Goal of the exercise: Where does "photo" appear in the data? Return each line that holds it.

(Records from a dataset)
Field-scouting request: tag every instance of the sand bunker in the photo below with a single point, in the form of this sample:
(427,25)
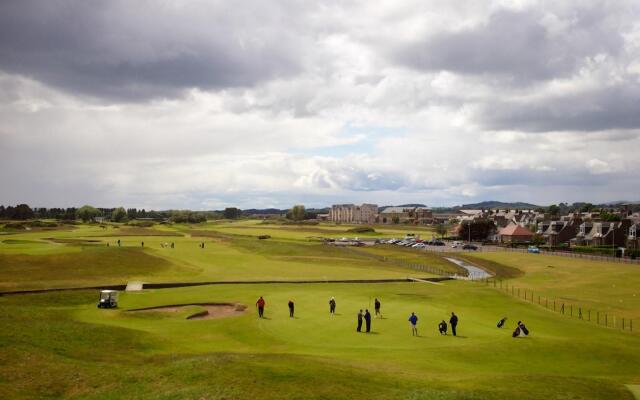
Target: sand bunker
(211,310)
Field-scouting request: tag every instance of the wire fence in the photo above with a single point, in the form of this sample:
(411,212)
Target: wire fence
(570,254)
(487,249)
(572,310)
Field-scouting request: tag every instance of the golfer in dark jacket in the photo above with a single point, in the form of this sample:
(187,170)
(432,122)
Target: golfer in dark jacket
(291,307)
(367,320)
(454,323)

Reply:
Field-scouting request: tag every instance of the sand bunker in the photo below with a single point, in the form of this sample:
Field-scouting request: tag every instance of the wire fence in the photo above with a single point, in the form of this sample:
Field-scouting request: tag every instance of the golfer in dark jacket in the photo above with a single point, in the form of this sample:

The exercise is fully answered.